According to the blog excerpt, what is My Hopeful Journey about?

··· Page excerpt

Sunday, November 21, 2010

ICLW - Welcome & Thank You

In the spirit of Thanksgiving, thank you for visiting my blog.  If you are part of ICLW for November, please check out my comment tracking spreadsheet by clicking on the ICLW Comment Tracker Link right above the button on the left.  I keep a copy of it for myself so I can track the many blogs that I visit during this time.  I also take notes for later reference when I find something especially notable.

My Hopeful Journey is not a recap or an ongoing day by day story about my infertility journey (at least as is).  It is about using my experience to try to help you through your journey.  I am working on several projects in the spirit of trying to help other women who are on their infertility journey.  I hope to be able to touch many lives with these projects!  Ultimately, if I help at least one person in a meaningful way, it would make it all worth it! 

Please poke around my previous blogs.  I hope there is something here that you will find helpful and hopeful!  Stop back in a few days, I am in the process of drafting a post about a project that I am working on.  I think you will enjoy it and I am hoping to get your feedback also!  Oh yeah, if you have an extra minute, please pop over and complete my survey on infertility treatment tracking. 

Feel free to follow me... I love followers.  With thanks, hope and hugs.

Thursday, November 18, 2010

How Do You Refer to Infertility?

Am I infertile?  I hate to use that term... I think that is a term that comes with an implication of failure or the inability to EVER conceive.

······
··· Data for analysis

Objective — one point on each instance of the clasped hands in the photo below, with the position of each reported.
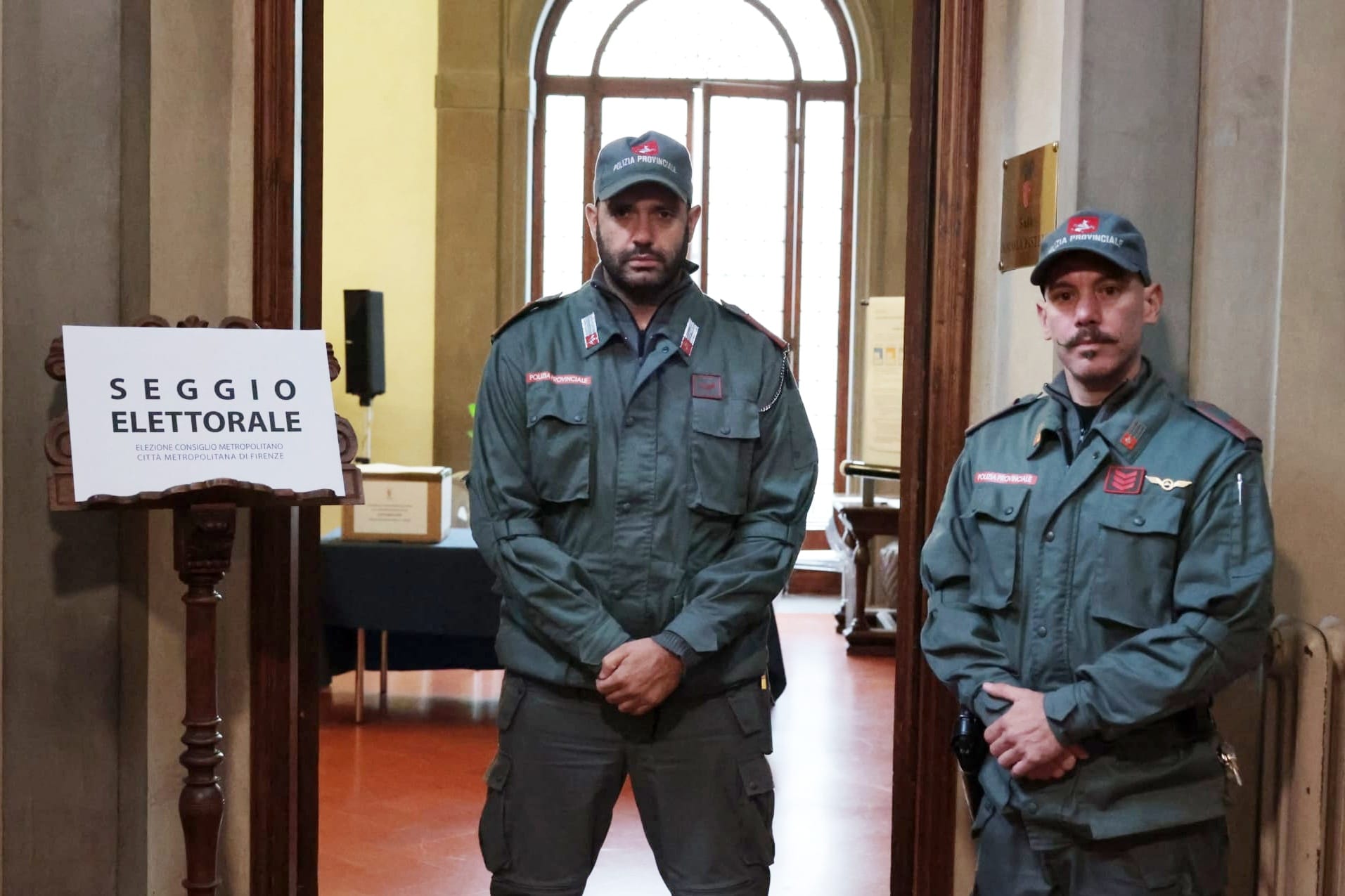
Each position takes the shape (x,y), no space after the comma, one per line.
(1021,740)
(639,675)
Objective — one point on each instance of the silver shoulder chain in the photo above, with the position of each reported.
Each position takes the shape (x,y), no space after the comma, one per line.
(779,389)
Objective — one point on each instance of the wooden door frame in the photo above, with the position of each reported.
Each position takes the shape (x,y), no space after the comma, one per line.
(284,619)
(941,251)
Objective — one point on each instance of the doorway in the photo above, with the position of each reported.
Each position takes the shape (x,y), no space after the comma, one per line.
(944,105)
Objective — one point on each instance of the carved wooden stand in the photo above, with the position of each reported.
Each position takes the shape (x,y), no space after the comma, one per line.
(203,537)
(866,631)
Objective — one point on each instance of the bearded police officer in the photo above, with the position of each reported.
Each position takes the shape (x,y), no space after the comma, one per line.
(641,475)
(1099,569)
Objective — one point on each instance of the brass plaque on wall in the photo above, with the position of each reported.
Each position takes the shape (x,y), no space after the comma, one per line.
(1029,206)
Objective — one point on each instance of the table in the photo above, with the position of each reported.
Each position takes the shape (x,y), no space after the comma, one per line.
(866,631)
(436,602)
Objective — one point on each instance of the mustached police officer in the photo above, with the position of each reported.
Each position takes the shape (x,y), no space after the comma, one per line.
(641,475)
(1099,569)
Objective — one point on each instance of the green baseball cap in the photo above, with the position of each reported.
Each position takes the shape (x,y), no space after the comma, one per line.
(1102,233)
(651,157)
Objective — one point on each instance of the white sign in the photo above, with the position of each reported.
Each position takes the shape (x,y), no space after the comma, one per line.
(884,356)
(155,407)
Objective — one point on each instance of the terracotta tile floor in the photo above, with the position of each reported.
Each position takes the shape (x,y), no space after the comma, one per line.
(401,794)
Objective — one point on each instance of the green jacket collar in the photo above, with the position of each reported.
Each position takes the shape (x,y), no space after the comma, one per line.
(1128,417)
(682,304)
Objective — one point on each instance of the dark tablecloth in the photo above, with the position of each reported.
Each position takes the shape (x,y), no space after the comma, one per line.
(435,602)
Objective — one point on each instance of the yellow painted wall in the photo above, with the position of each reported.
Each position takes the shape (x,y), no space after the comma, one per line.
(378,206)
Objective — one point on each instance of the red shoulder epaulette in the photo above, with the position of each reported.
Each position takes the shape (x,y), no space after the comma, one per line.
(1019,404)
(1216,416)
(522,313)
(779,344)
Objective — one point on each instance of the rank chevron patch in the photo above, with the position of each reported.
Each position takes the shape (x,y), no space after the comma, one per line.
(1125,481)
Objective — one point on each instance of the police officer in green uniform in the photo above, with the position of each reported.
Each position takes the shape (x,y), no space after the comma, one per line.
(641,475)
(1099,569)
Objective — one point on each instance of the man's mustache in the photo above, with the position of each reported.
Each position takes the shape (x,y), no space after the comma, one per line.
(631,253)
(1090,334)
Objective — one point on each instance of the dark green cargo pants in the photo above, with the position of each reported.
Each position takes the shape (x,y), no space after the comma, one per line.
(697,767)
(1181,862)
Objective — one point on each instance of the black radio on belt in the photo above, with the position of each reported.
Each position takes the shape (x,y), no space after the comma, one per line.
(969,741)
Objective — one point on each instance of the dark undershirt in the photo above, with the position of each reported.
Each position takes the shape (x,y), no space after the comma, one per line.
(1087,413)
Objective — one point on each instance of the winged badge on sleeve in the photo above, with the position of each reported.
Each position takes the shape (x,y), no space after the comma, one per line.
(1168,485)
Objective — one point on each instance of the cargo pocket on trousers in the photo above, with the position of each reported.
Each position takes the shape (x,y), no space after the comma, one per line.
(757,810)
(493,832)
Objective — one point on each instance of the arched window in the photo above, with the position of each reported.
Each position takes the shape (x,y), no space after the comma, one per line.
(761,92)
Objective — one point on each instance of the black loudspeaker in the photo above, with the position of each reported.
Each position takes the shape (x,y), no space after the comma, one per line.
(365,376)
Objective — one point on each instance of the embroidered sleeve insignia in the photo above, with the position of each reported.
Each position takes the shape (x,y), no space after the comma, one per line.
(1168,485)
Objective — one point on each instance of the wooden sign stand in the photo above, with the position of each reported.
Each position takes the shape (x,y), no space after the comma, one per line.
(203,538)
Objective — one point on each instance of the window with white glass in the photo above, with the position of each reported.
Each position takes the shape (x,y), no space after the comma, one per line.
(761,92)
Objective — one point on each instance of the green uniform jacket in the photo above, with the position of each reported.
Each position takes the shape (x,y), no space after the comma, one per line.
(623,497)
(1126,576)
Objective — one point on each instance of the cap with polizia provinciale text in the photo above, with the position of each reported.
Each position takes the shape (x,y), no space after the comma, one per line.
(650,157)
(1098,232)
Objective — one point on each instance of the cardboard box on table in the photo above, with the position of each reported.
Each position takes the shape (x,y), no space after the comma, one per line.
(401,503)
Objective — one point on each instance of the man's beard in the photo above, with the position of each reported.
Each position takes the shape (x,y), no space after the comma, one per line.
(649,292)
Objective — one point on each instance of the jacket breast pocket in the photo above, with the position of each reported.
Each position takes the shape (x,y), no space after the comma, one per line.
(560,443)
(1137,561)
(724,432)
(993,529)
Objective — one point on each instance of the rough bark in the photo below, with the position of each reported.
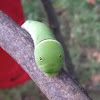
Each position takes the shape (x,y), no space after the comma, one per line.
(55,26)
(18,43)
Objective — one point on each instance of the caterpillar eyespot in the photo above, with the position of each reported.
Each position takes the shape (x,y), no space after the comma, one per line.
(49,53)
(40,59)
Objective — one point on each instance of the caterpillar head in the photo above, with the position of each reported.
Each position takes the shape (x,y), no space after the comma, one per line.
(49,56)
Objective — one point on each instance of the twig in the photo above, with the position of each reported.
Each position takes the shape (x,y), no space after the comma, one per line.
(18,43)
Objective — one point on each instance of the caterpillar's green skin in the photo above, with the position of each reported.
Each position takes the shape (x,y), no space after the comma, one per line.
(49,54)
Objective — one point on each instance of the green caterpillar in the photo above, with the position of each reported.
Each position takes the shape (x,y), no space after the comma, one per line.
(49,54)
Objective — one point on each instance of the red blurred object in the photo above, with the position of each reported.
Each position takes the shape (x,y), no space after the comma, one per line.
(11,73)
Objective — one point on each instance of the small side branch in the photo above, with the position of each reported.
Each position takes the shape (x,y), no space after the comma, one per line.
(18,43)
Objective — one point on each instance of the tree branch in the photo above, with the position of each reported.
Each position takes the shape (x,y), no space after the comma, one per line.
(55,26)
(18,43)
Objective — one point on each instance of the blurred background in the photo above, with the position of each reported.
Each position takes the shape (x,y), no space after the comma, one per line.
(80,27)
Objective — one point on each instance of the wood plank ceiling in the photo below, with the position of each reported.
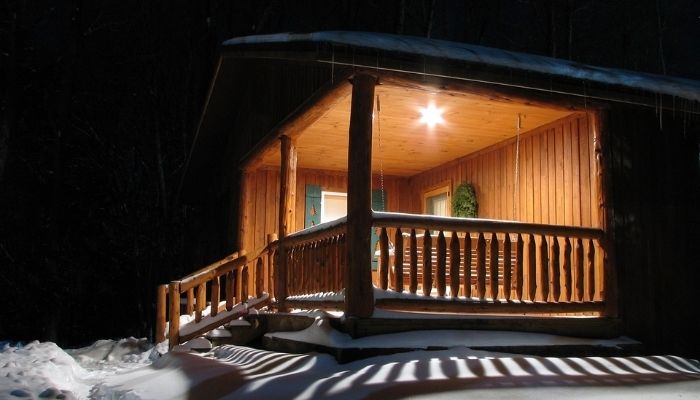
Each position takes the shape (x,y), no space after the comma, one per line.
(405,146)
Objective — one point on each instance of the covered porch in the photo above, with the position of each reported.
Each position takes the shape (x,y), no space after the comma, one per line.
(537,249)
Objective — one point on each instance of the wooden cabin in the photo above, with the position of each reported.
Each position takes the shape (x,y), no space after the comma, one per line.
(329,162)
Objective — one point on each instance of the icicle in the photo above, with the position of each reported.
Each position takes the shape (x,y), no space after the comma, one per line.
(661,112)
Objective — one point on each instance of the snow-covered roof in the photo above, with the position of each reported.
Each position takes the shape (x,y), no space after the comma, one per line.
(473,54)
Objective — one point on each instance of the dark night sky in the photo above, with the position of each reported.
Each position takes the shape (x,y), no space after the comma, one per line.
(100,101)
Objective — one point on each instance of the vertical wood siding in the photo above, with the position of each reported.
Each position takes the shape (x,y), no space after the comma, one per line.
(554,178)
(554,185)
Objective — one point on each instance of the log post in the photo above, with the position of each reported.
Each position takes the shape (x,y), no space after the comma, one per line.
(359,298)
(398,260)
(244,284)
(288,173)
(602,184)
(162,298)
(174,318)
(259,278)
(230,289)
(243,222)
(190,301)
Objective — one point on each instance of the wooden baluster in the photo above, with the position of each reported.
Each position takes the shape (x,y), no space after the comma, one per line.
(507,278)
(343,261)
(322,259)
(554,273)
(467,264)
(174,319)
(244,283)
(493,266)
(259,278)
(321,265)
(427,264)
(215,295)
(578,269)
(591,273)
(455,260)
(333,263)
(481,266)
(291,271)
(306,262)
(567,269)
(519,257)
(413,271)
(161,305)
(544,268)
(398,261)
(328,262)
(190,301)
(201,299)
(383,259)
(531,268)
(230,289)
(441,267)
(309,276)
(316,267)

······
··· Data for analysis

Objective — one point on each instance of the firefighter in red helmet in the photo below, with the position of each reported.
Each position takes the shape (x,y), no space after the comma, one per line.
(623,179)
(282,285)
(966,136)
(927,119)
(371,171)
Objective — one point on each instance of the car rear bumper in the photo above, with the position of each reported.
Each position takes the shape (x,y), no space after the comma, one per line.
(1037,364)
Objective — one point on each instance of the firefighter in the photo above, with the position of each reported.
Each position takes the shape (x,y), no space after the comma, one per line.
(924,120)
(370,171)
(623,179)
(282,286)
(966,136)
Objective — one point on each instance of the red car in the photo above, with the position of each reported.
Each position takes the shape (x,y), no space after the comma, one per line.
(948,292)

······
··· Data for analysis

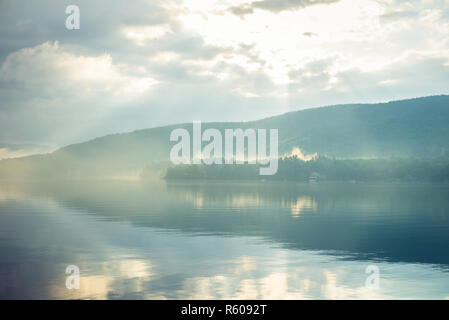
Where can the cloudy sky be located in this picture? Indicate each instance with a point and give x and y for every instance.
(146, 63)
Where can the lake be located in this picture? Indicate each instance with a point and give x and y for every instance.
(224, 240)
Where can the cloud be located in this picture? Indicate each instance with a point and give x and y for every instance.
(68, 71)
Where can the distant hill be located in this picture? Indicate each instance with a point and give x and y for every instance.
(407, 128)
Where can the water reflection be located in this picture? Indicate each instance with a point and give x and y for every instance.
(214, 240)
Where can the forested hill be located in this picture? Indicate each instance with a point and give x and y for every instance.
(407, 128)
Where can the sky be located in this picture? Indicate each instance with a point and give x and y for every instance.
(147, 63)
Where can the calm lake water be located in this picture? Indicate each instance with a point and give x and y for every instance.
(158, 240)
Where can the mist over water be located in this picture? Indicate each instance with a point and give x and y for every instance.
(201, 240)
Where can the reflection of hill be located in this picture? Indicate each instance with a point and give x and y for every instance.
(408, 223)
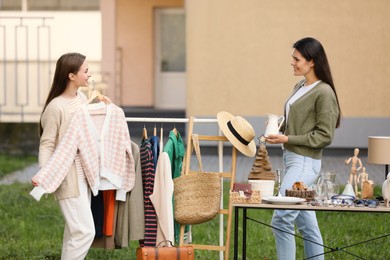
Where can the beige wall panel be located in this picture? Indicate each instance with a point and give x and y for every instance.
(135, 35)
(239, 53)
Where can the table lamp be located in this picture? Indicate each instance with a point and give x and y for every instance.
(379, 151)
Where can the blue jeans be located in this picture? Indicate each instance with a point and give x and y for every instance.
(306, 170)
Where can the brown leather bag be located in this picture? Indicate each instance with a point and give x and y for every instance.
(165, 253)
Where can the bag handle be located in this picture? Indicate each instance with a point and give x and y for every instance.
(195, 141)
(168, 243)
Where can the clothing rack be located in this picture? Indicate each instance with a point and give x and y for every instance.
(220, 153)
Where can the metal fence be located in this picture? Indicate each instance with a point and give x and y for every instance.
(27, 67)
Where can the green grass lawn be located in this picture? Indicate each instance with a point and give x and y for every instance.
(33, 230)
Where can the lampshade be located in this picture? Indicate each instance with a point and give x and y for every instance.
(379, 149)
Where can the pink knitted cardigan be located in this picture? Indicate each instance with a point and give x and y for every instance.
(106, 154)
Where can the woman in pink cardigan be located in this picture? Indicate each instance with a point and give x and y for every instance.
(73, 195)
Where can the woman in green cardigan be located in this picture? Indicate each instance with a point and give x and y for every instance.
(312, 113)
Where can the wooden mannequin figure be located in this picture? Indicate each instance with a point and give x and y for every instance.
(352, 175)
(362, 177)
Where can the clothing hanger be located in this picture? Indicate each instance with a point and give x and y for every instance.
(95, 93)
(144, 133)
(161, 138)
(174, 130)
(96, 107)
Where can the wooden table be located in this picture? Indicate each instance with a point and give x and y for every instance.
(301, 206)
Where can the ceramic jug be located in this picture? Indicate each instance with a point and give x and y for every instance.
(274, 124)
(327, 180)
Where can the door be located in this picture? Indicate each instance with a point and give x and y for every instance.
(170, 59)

······

■ Expected output ■
It is about using the blogger's experience to try to help readers through their infertility journey.